**Work to do**
No images are to be carried over; print all other material exactly as it stands.

----

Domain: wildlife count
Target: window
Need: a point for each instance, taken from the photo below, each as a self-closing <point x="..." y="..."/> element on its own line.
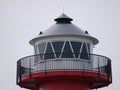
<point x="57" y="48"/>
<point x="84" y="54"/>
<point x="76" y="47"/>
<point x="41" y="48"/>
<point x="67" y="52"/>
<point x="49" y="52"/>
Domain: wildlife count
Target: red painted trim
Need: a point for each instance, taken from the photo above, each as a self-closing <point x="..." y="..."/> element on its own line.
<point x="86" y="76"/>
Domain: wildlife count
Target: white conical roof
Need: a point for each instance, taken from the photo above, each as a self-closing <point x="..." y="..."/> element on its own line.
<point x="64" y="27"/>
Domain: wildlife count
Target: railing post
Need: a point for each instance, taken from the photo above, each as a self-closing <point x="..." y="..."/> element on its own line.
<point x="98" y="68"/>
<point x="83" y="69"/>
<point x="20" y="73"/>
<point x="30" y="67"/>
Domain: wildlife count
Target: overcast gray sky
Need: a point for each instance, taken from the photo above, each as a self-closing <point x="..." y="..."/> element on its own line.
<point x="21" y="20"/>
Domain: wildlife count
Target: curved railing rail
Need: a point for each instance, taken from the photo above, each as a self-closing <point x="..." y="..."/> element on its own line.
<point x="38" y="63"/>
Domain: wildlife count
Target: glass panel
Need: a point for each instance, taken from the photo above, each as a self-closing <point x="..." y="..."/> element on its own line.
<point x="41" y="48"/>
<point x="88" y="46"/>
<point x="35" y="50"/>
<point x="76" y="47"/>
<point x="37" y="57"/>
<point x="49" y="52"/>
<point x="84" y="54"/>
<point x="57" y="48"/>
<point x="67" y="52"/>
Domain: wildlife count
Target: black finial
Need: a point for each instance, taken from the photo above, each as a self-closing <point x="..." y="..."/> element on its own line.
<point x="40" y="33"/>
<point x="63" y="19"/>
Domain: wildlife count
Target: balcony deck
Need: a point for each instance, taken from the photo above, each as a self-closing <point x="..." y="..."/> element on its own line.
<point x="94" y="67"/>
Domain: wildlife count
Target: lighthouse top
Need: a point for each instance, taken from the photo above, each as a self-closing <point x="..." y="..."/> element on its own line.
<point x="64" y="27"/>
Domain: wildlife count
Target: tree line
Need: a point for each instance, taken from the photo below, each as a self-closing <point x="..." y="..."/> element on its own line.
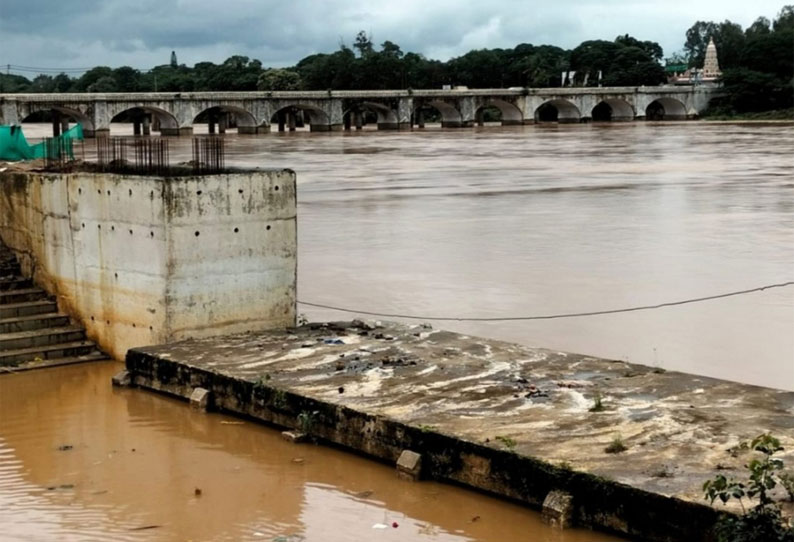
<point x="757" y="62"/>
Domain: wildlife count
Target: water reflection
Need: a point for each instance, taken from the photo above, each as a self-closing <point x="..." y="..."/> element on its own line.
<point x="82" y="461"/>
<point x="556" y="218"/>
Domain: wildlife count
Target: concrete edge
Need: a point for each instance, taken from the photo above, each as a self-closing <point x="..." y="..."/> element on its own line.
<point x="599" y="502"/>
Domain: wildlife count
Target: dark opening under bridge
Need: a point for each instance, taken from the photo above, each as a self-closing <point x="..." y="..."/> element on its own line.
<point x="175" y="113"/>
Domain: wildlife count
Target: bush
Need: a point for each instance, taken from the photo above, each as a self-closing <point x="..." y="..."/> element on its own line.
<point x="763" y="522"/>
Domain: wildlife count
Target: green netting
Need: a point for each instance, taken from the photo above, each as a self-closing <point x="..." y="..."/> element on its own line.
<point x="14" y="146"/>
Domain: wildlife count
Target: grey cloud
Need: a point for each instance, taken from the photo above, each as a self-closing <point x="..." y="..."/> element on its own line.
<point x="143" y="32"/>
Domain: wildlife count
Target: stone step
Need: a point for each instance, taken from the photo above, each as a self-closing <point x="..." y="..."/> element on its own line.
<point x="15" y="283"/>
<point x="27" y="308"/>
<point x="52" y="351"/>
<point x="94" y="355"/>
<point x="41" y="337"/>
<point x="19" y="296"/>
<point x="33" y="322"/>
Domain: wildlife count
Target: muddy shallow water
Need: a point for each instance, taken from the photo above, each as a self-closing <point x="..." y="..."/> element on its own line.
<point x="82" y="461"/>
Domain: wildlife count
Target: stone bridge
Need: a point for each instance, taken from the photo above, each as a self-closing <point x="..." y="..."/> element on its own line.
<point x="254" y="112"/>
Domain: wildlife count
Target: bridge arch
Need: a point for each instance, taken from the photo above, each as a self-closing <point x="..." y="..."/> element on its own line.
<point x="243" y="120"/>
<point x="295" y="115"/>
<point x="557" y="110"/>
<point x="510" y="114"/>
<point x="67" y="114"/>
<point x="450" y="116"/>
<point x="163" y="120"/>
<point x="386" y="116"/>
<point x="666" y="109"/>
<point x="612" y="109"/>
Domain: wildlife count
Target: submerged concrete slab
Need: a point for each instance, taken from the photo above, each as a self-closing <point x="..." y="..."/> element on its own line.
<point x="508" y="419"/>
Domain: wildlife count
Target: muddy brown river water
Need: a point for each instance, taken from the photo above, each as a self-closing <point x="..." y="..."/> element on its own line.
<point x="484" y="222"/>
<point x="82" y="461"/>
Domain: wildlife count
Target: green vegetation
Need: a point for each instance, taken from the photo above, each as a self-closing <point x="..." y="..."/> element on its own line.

----

**Complete answer**
Domain: wildlife count
Target: window
Need: a point for each instance, taken from the photo below, each as a self-closing <point x="..." y="..."/> element on its own line.
<point x="57" y="48"/>
<point x="84" y="54"/>
<point x="76" y="47"/>
<point x="41" y="48"/>
<point x="67" y="52"/>
<point x="49" y="52"/>
Domain: wildlife count
Target: red painted trim
Need: a point for each instance, taken from the photo above, each as a self-closing <point x="..." y="..."/> element on its own line.
<point x="86" y="76"/>
Domain: wildlife count
Target: white conical roof
Need: a point for each instance, taken from the photo above, each as a self-closing <point x="..." y="..."/> element on its own line.
<point x="64" y="27"/>
Domain: wildlife count
Target: railing post
Need: a point for each instance, taken from the photo above, each as a self-closing <point x="..." y="..."/> element on its own line.
<point x="98" y="68"/>
<point x="83" y="69"/>
<point x="20" y="73"/>
<point x="30" y="67"/>
Domain: wildlife count
Target: overcast gray sky
Need: a point for each instance, taken from the photo above, each as a self-closing <point x="..." y="..."/> element on its own line.
<point x="21" y="20"/>
Domain: wildlife count
Target: curved railing rail
Need: a point for each instance, taken from the photo above, each as a self-closing <point x="..." y="..."/> element on its own line.
<point x="38" y="63"/>
Domain: wildlife count
Target: glass panel
Need: a point for each instance, taken from the photo above, each as a self-closing <point x="..." y="..."/> element on its own line.
<point x="41" y="48"/>
<point x="88" y="46"/>
<point x="35" y="50"/>
<point x="76" y="47"/>
<point x="37" y="57"/>
<point x="49" y="52"/>
<point x="84" y="54"/>
<point x="57" y="48"/>
<point x="67" y="52"/>
Domain: wildlife count
Target: black finial
Need: a point for each instance, taken from the photo above, each as a self-closing <point x="..." y="..."/> element on its own line.
<point x="40" y="33"/>
<point x="63" y="19"/>
Domain: wildlife count
Target: balcony deck
Need: a point for each instance, taken from the photo above, each as a self-closing <point x="..." y="..."/> element on its own line.
<point x="94" y="67"/>
Domain: wildlife count
Target: lighthouse top
Need: a point for each instance, taken from the photo above, each as a self-closing <point x="..." y="..."/> element on its own line.
<point x="64" y="27"/>
Domain: wildlife count
Target: tree line
Need: a point for each instance, taken from the photo below, each as a self-closing <point x="..." y="..."/> element on its own line.
<point x="757" y="62"/>
Domain: wildlife count
Target: water reflection
Need: a point for each instance, taken from the photo above, each as a self-closing <point x="..." y="..."/> element on its own line.
<point x="82" y="461"/>
<point x="556" y="218"/>
Domain: wildlife count
Target: concrete edge
Need: a point for each instance, taken from the photo above, each as a self-closing <point x="..." y="..."/> element on its own line.
<point x="599" y="502"/>
Domain: wildlife count
Target: dark opening under bridge
Need: a point for each instance, taken from the photo above, each as a self-closing <point x="..." y="..."/> element on its own line.
<point x="175" y="113"/>
Domain: wildlife count
Target: bush
Need: a point for each instance, taken from the photo above, each as a self-closing <point x="..." y="..."/> element on its own line.
<point x="763" y="522"/>
Domain: wildlife count
Target: green netting
Need: a point for each instance, taken from the photo above, each as a self-closing <point x="..." y="..."/> element on its own line.
<point x="14" y="146"/>
Domain: wildlife count
Target: grey cloud
Need: a point for each instance, taken from the photo above, each as a self-closing <point x="..." y="..."/> element on its own line.
<point x="143" y="32"/>
Domain: wildlife count
Target: stone step
Need: a point for each instance, taken from the photo above, each as a self-closing <point x="..." y="..."/> element on its own line.
<point x="15" y="283"/>
<point x="27" y="308"/>
<point x="52" y="351"/>
<point x="94" y="355"/>
<point x="41" y="337"/>
<point x="19" y="296"/>
<point x="33" y="322"/>
Domain: wildlife count
Target: muddy shallow water
Need: a point for each instance, taken from the photo above, each as a self-closing <point x="..." y="..."/> element on its own line.
<point x="82" y="461"/>
Domain: wildlife count
Target: stone bridge
Need: a point for each instance, taken from the photo above, each as a self-closing <point x="..." y="..."/> element on its own line.
<point x="254" y="112"/>
Domain: wildlife count
Target: bridge arch
Need: a point for each instance, taken from the photo above, each as a self-closing <point x="..." y="..."/> element on its own line.
<point x="243" y="120"/>
<point x="295" y="115"/>
<point x="557" y="110"/>
<point x="510" y="114"/>
<point x="67" y="114"/>
<point x="450" y="116"/>
<point x="163" y="120"/>
<point x="386" y="116"/>
<point x="666" y="109"/>
<point x="612" y="109"/>
Domain: wildlife count
Target: submerged concrete slab
Need: a point for each instance, taken from the photo above, each as a self-closing <point x="..." y="..."/> element on its own line.
<point x="508" y="419"/>
Domain: wildlife count
Target: muddy brown river water
Need: a point for each instance, taken from the photo above, each as a self-closing <point x="..." y="..."/> element on its own line.
<point x="484" y="222"/>
<point x="82" y="461"/>
Domain: wildlife count
Target: green vegetation
Need: a point for each instance, taken from the photo above, each as a self-closing <point x="..." y="..."/> element on its own line.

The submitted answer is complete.